What you have to do: Count the lines in the records below that contain the string "clicks", and give only that number.

Collected data:
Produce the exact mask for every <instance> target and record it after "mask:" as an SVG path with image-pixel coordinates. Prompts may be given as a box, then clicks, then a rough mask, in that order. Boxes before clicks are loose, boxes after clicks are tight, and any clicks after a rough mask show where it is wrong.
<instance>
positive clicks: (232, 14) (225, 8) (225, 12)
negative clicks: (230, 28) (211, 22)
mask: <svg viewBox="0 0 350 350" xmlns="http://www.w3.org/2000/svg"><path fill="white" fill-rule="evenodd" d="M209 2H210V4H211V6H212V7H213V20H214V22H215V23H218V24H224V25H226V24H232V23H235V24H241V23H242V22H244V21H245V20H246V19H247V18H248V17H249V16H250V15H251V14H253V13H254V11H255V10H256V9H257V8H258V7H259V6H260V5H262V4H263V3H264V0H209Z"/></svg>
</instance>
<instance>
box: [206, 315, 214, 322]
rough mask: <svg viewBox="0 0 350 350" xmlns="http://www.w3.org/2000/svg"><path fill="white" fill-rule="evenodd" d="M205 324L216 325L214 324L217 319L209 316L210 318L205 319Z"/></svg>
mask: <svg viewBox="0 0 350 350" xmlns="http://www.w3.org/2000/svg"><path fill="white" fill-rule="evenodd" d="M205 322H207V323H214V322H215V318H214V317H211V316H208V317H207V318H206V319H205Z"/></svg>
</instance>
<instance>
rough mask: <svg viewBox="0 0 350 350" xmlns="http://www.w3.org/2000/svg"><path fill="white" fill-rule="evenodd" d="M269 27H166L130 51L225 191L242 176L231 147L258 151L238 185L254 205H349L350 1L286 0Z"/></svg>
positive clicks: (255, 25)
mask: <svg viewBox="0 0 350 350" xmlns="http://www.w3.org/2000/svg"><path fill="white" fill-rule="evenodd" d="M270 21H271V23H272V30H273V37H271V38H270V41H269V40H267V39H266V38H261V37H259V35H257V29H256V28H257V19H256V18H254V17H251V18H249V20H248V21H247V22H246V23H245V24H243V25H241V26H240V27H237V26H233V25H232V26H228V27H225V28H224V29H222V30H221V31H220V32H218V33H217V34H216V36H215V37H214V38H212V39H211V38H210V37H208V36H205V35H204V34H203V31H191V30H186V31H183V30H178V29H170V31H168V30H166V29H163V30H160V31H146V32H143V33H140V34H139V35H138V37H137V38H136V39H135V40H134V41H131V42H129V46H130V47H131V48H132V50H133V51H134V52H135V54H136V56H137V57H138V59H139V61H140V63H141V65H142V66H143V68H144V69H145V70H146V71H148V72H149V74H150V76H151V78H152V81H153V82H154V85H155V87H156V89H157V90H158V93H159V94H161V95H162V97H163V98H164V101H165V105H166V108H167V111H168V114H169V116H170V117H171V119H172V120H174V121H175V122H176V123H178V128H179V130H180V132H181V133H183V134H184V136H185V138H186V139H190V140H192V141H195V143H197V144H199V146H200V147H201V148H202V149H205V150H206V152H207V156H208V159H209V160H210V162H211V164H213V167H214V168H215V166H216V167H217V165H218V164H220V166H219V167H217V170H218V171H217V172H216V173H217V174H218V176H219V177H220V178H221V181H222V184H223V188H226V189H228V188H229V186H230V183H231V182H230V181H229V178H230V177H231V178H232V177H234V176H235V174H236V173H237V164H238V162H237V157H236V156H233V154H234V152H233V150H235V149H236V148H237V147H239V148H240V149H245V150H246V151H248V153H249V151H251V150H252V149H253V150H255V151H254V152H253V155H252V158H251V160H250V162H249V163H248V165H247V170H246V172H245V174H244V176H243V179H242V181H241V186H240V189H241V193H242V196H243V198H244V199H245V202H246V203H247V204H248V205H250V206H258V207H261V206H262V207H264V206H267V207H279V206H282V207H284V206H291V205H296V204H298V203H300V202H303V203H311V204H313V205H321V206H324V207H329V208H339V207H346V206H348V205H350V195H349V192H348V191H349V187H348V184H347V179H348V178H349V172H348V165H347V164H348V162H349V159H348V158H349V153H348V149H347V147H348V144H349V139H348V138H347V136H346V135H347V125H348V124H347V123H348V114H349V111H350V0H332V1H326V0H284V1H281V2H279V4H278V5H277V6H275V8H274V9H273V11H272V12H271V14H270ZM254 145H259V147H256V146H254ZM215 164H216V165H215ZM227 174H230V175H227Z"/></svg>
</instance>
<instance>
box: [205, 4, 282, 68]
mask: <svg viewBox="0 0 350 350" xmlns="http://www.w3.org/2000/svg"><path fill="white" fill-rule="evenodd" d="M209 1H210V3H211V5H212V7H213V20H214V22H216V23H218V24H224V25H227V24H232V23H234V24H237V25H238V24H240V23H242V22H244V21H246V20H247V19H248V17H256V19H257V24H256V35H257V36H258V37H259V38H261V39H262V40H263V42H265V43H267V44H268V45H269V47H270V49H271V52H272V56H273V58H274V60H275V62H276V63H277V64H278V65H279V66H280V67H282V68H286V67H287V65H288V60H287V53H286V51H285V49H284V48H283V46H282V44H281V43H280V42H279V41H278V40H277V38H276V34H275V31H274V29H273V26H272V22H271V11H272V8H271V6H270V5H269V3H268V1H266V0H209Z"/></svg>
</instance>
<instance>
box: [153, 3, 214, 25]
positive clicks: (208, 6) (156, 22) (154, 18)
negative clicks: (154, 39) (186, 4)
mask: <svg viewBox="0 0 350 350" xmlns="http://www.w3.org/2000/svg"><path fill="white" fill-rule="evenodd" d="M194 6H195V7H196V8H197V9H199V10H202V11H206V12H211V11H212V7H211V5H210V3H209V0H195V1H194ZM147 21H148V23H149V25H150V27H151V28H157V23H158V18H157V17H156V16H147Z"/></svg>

Problem solution: 6